start Given data

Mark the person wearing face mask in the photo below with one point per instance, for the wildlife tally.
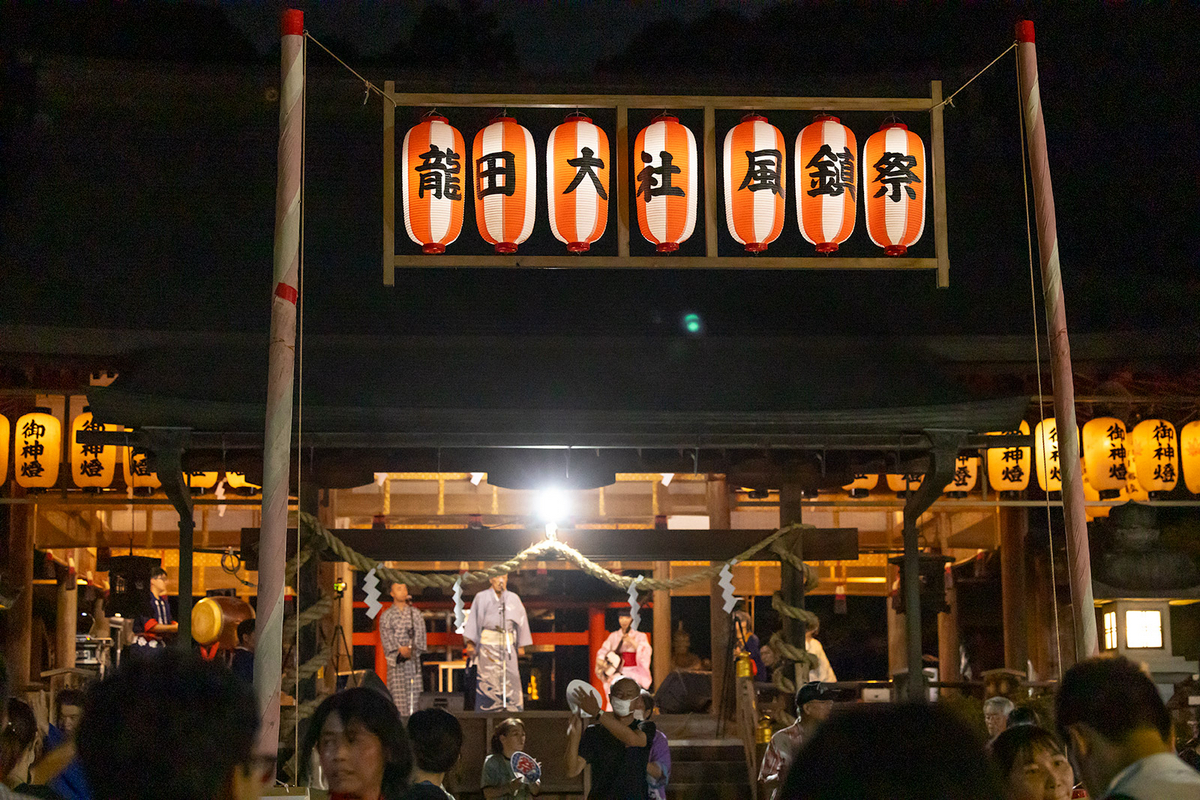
(617, 747)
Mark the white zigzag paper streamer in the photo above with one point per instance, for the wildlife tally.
(726, 583)
(371, 587)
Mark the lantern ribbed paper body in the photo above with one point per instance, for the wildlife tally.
(827, 184)
(577, 182)
(433, 156)
(755, 182)
(505, 174)
(666, 182)
(894, 187)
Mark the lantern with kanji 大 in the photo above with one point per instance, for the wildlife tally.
(91, 465)
(1155, 453)
(755, 182)
(577, 182)
(894, 187)
(1008, 468)
(827, 187)
(666, 173)
(37, 449)
(432, 182)
(505, 184)
(1104, 455)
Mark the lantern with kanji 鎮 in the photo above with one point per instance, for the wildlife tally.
(1104, 455)
(505, 184)
(37, 450)
(665, 164)
(1008, 468)
(432, 182)
(894, 187)
(755, 182)
(827, 187)
(577, 182)
(93, 467)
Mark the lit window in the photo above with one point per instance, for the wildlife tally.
(1144, 629)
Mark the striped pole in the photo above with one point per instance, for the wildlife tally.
(1078, 554)
(281, 373)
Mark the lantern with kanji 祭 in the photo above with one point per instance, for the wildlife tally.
(1104, 455)
(37, 449)
(505, 184)
(91, 465)
(577, 182)
(755, 182)
(665, 164)
(827, 187)
(431, 185)
(894, 187)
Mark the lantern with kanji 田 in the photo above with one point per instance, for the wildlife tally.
(431, 184)
(505, 184)
(755, 182)
(39, 450)
(577, 182)
(1104, 455)
(894, 187)
(665, 164)
(91, 465)
(827, 185)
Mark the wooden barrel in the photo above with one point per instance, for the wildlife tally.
(215, 619)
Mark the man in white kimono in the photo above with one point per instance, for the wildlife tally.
(497, 630)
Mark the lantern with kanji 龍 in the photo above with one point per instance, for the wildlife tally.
(665, 164)
(431, 184)
(894, 187)
(755, 182)
(577, 182)
(505, 184)
(827, 187)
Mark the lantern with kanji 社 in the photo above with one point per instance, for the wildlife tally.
(1104, 455)
(577, 182)
(827, 187)
(894, 187)
(1153, 450)
(91, 465)
(665, 164)
(505, 184)
(755, 182)
(431, 185)
(39, 450)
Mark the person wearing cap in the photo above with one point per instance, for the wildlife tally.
(814, 702)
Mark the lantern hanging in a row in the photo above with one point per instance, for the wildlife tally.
(894, 187)
(827, 188)
(755, 182)
(505, 184)
(577, 182)
(432, 184)
(666, 162)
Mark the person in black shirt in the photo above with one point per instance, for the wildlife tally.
(617, 746)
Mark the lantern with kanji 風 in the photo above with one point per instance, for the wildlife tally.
(37, 449)
(755, 182)
(894, 187)
(432, 182)
(827, 187)
(505, 184)
(577, 182)
(665, 164)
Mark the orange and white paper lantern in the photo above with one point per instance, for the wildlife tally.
(505, 184)
(827, 187)
(755, 182)
(894, 187)
(432, 184)
(665, 168)
(577, 182)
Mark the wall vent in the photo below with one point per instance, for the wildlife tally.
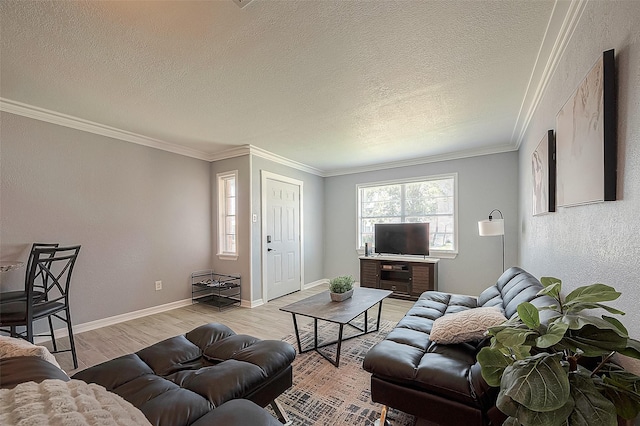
(242, 3)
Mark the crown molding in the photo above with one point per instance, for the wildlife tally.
(562, 23)
(53, 117)
(237, 151)
(30, 111)
(262, 153)
(423, 160)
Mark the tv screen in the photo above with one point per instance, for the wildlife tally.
(402, 238)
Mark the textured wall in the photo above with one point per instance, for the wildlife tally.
(598, 242)
(141, 214)
(484, 183)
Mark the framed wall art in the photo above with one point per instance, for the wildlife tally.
(586, 145)
(543, 165)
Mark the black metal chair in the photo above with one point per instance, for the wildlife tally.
(12, 296)
(47, 295)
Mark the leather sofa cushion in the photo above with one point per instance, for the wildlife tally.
(178, 380)
(408, 357)
(238, 412)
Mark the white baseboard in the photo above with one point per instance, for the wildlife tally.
(315, 283)
(116, 319)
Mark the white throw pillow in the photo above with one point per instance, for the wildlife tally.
(466, 326)
(12, 347)
(73, 403)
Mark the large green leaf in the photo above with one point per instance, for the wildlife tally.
(617, 324)
(529, 315)
(539, 383)
(632, 349)
(577, 322)
(622, 388)
(575, 307)
(522, 415)
(493, 363)
(593, 293)
(591, 407)
(506, 404)
(511, 421)
(552, 290)
(512, 337)
(589, 337)
(545, 418)
(555, 333)
(550, 281)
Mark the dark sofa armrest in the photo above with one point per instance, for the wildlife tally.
(238, 412)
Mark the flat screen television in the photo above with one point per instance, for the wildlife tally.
(402, 238)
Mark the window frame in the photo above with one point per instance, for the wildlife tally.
(223, 197)
(443, 254)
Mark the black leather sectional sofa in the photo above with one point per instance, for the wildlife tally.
(209, 376)
(181, 379)
(442, 383)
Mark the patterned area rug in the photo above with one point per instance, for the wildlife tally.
(325, 395)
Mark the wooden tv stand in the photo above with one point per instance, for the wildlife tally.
(407, 277)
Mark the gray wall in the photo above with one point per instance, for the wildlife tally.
(140, 214)
(598, 242)
(313, 214)
(484, 183)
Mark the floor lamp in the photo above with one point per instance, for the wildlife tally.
(493, 227)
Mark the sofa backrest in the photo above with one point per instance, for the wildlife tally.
(514, 286)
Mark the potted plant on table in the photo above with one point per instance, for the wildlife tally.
(560, 371)
(341, 288)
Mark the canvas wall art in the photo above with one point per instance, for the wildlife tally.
(586, 139)
(543, 166)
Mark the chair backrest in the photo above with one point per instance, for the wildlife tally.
(40, 279)
(54, 265)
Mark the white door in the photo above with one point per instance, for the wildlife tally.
(281, 237)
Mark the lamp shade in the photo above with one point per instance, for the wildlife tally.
(490, 227)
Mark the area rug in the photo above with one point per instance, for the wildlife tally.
(325, 395)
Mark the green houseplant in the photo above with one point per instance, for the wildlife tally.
(341, 288)
(559, 370)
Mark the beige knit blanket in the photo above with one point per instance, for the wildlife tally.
(59, 403)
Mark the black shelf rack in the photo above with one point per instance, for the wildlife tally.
(215, 289)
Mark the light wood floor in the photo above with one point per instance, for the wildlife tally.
(265, 322)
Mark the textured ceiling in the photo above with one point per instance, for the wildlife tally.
(332, 84)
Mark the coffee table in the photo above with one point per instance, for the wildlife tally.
(321, 307)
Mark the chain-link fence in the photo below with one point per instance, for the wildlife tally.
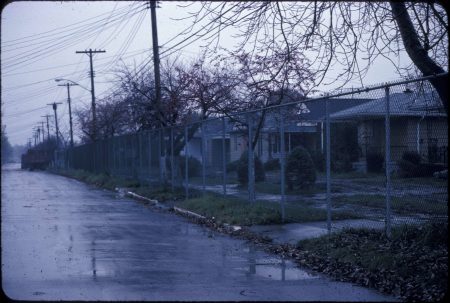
(373, 157)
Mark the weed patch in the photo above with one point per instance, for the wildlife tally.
(412, 264)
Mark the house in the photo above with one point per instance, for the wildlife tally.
(417, 123)
(303, 125)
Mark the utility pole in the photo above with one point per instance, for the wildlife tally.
(35, 138)
(70, 108)
(48, 127)
(94, 119)
(54, 105)
(37, 131)
(156, 59)
(43, 131)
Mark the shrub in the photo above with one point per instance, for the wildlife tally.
(410, 169)
(412, 157)
(232, 166)
(318, 160)
(194, 166)
(300, 170)
(272, 164)
(374, 162)
(242, 169)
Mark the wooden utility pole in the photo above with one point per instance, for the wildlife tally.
(43, 131)
(156, 60)
(70, 109)
(94, 118)
(54, 105)
(48, 127)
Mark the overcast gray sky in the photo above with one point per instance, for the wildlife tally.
(39, 40)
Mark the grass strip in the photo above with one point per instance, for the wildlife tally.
(408, 204)
(413, 263)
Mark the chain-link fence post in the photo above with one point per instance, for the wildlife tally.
(388, 163)
(140, 156)
(186, 163)
(251, 161)
(160, 138)
(202, 126)
(224, 158)
(328, 163)
(172, 162)
(149, 157)
(282, 164)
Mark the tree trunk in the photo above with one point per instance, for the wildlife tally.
(417, 53)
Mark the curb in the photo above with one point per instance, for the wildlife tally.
(133, 195)
(187, 212)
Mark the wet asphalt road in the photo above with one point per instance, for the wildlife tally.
(63, 240)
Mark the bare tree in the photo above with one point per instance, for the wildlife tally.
(337, 36)
(266, 80)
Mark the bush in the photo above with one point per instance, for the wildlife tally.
(410, 170)
(242, 169)
(272, 164)
(410, 166)
(412, 157)
(194, 166)
(374, 162)
(300, 170)
(318, 160)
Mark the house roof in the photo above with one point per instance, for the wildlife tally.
(406, 104)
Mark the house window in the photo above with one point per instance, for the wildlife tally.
(260, 149)
(275, 143)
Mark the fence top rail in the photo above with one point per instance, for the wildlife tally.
(314, 99)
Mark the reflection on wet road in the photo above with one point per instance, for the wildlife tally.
(62, 240)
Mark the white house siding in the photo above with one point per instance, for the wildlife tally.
(371, 135)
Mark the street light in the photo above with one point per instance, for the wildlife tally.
(67, 84)
(75, 83)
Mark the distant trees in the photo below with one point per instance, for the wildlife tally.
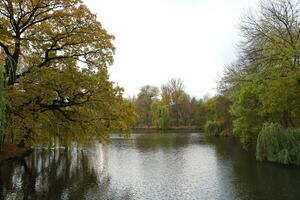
(263, 84)
(144, 102)
(160, 115)
(173, 107)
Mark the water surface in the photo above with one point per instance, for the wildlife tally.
(149, 166)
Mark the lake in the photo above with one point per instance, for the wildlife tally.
(149, 167)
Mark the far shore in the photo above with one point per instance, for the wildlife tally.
(177, 129)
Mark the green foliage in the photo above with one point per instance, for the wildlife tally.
(213, 128)
(160, 115)
(57, 87)
(2, 110)
(263, 84)
(277, 145)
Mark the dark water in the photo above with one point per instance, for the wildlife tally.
(153, 166)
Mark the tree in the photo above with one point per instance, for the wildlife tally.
(172, 93)
(160, 115)
(263, 84)
(144, 101)
(55, 57)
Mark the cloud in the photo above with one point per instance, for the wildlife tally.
(160, 39)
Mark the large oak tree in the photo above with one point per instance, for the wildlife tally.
(54, 59)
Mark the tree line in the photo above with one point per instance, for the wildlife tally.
(172, 107)
(263, 84)
(258, 97)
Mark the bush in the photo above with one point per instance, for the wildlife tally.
(277, 145)
(213, 128)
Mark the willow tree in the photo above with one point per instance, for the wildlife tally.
(264, 83)
(55, 55)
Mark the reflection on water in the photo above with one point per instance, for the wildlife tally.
(149, 166)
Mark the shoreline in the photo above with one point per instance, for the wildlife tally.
(12, 152)
(169, 130)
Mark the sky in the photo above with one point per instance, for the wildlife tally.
(157, 40)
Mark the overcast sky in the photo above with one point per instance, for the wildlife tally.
(157, 40)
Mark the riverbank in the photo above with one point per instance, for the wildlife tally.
(13, 152)
(181, 129)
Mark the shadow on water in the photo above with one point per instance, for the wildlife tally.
(255, 180)
(57, 174)
(149, 166)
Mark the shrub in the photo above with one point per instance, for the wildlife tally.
(278, 145)
(213, 128)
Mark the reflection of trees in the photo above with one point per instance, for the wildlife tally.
(249, 179)
(158, 141)
(54, 174)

end Given data

**Instructions for the task**
Each line from the one containing "Mark the overcast sky" to the end of the records should be echoed exactly, and no other line.

**Result for this exercise**
Mark the overcast sky in the photo above with one point per instance, for the wildlife tally.
(157, 40)
Mark the riverbank in the photo above with one point per instance, for the wildlife tally.
(13, 152)
(181, 129)
Mark the shadow on water in the photo above with one point per instance, for the wildlife tally.
(255, 180)
(57, 174)
(149, 166)
Mark the shrub in the photo above with one point per instance, for the wildlife tally.
(278, 145)
(213, 128)
Mark the reflection of trees in the photo above with one point per instance, for the wildlife tally.
(249, 179)
(158, 141)
(54, 174)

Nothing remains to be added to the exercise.